## Excerpted passage
# # #

Good news, you would think, given the disastrous obsession with home ownership, which stands at around 82%. Spain’s love affair with bricks and mortar led to a speculative bubble, that in 2007 then burst, sending the once booming economy into a deep crisis from which Spain appears unable to recover.
The right-wing administration of Mariano Rajoy argues it is trying to tackle the fact that landlords are reluctant to rent their property because the law is too easy on rogue tenants.
So it will be give them greater legal safeguards against defaults. Tenants, meanwhile, will get greater ‘flexibility’ to end their leases. The law will encourage ‘fast-track evictions’ of tenants in default, settling arrears at the last minute will no longer protect defaulters from eviction.
The secretary of state for infrastructure, Rafael Catalá, says the aim is to prevent abuses by ‘default professionals.’ Owners will also have an easier time getting their property back if they need it for themselves, as they will only need to give two months’ notice .
And tenants gain ‘flexibility’ too, as they only now have to give one month’s notice instead of two, if they wish to terminate their lease ahead of time.
But as part of a package of changes, the administration of premier Mariano Rajoy is also curtailing the use of the Consumer Price Index (CPI) as the basis for annual rises in the rent. Current legislation stipulates that during the first five years, rent is indexed to the CPI inflation rate, and only after that period, can it be freely negotiated. That period had now been reduced to three years.
A ‘balanced’ piece of legislation, the government says. But that’s not how some see it.
Consumer organizations welcome measures that genuinely tackle badly behaved tenants. But they argue this law will simply favour bad behaviour by landlords, many of whom are the banks.
FACUA-Consumers in Action argues that the bill is simply a ‘smoke screen’ for ‘cutting tenants’ rights’ and will ‘further boost speculation’ in the private rental market.
‘Any tenant who scrupulously pays their monthly bills can be thrown out,’ it says, adding that what people need is the stability provided by affordable long term rents.
‘It minimizes the rights of tenants in order to favour speculators and financial institutions,’ says Facua spokesman, Ruben Sanchez, arguing that ‘landlords who want to get rid of their tenants to rent the property for a higher price’ will now have a free hand. The owner can ‘get rid of the tenant if someone else has offered a higher rent or impose a rent well above that. ‘
Far from bringing Spain’s rental market in line with the European average*, as claimed by the Ministry of Development, it will just replicate the brutal laws of the recently reformed jobs market that by easing hiring and firing effectively treats employees as just more expendable facet of the consumer society: ‘People will be chucked into the streets, despite the fact that they have to fulfilled their obligations,’ argues Sanchez.

# # #

## Information provided

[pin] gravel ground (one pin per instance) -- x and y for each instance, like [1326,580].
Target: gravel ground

# # #

## Exercise goal
Name every person mentioned by name in the passage on Spain's rental law, and give the role the passage assigns to each.

## Result below
- Mariano Rajoy: premier, heading the right-wing administration
- Rafael Catalá: secretary of state for infrastructure
- Ruben Sanchez: Facua spokesman